Saved entries
>> START
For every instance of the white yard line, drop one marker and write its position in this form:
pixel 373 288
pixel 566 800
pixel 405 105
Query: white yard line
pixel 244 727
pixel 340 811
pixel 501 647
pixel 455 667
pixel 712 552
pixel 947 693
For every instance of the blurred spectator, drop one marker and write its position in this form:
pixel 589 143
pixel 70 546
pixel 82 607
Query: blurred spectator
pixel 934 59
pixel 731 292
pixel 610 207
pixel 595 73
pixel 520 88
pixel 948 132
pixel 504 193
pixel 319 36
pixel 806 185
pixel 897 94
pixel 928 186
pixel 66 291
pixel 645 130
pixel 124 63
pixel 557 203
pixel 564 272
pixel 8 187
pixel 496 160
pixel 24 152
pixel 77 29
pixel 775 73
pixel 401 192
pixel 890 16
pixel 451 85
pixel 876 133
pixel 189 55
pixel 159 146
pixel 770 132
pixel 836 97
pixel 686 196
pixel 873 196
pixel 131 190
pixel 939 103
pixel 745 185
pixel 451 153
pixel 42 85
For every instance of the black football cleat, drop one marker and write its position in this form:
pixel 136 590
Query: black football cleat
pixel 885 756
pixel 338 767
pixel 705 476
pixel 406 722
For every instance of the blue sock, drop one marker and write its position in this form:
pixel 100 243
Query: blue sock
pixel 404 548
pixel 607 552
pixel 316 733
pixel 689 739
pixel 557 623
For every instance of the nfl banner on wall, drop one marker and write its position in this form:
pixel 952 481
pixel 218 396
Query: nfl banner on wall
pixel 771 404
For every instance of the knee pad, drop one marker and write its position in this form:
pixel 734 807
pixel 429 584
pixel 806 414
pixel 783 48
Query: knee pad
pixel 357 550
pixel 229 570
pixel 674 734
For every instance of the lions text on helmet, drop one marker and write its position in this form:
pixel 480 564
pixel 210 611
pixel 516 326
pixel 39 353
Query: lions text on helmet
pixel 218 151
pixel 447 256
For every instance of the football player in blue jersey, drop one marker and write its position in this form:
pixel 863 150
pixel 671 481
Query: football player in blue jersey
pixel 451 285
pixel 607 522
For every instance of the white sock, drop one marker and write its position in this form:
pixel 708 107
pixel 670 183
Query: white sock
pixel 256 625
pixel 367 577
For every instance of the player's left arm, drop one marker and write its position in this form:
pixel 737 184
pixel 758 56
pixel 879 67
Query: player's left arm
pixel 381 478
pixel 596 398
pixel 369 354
>> END
* **Given instruction**: Copy the lines above word for word, from the line with "For every instance of the nfl" to the line with "pixel 771 404", including both of those lines.

* **Written answer**:
For every instance of the nfl banner on wall, drop one marker and write its position in this form:
pixel 952 481
pixel 218 396
Query: nfl banner on wall
pixel 771 404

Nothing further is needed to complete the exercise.